- WORK ORDER
Select each line of the rows below that contains the string "positive".

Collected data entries
::::::::

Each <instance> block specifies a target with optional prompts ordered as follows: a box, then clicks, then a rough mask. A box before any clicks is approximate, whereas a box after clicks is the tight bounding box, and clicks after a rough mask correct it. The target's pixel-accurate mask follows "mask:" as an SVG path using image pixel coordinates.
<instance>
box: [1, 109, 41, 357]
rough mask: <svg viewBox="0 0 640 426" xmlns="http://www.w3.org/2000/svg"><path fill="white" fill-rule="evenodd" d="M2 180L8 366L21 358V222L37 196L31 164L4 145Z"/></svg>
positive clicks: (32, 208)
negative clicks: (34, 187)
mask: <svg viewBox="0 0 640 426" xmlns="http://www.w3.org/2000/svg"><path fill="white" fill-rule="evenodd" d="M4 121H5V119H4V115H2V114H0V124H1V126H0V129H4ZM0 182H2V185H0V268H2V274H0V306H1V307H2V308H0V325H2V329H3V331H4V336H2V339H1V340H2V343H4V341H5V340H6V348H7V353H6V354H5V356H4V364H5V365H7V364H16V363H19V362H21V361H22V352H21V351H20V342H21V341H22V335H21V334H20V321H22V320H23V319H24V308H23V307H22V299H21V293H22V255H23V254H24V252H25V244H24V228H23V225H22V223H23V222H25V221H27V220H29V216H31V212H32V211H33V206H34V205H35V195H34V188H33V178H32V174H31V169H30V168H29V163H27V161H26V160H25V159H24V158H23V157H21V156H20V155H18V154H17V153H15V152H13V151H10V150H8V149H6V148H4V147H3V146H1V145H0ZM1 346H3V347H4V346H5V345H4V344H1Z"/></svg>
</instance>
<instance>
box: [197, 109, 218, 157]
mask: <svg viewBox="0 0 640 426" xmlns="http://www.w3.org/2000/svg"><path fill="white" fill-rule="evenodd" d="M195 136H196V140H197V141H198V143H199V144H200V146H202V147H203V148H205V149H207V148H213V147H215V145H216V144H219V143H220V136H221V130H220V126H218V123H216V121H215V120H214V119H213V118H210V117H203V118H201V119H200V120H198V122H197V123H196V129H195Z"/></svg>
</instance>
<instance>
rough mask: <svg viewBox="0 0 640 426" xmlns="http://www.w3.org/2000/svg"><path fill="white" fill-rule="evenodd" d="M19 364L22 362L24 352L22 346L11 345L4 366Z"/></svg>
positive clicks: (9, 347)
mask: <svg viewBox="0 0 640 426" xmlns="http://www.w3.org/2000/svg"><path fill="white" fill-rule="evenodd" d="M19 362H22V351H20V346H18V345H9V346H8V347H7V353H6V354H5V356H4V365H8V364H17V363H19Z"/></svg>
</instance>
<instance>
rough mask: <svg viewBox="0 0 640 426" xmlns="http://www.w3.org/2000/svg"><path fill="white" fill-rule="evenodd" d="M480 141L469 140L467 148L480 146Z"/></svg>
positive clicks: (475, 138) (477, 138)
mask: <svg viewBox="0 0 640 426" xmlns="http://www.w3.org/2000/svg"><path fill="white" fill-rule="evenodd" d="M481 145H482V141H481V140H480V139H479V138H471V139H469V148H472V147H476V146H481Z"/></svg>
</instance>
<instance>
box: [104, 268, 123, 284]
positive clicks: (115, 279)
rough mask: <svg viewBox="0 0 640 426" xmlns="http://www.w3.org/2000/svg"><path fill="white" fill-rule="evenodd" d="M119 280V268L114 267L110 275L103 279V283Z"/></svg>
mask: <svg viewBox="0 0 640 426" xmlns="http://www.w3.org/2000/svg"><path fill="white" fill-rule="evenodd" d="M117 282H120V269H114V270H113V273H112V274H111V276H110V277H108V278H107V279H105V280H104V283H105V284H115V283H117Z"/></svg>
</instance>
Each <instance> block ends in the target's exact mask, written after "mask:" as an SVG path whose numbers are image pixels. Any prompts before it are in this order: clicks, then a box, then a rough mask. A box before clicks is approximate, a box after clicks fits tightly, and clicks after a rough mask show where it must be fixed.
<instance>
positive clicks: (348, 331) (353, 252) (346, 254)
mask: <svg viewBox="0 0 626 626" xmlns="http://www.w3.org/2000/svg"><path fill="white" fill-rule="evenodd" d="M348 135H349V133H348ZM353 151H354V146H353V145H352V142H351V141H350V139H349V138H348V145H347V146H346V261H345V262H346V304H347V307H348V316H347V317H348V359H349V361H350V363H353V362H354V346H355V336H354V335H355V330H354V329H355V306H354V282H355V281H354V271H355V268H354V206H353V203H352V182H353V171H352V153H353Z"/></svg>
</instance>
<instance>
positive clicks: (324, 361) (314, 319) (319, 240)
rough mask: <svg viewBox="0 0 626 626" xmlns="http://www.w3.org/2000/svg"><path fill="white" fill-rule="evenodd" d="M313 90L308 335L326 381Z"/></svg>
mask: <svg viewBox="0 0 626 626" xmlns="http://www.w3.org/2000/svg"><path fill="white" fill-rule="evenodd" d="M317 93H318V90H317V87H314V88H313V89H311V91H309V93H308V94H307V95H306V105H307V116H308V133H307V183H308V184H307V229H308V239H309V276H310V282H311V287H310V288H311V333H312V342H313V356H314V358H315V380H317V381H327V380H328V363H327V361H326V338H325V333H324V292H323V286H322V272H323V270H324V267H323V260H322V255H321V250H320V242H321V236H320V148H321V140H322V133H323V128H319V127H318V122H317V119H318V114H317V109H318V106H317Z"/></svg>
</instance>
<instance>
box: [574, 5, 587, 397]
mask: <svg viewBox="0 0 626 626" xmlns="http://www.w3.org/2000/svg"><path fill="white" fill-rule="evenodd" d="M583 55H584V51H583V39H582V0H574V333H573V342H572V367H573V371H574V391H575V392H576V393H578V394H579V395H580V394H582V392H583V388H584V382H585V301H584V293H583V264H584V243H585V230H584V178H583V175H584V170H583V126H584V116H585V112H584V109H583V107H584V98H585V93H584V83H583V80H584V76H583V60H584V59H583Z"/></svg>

::::::::

- SOLVED PROBLEM
positive clicks: (32, 208)
positive clicks: (9, 347)
positive clicks: (475, 138) (477, 138)
positive clicks: (115, 279)
positive clicks: (348, 331) (353, 252) (346, 254)
positive clicks: (324, 361) (314, 319) (319, 240)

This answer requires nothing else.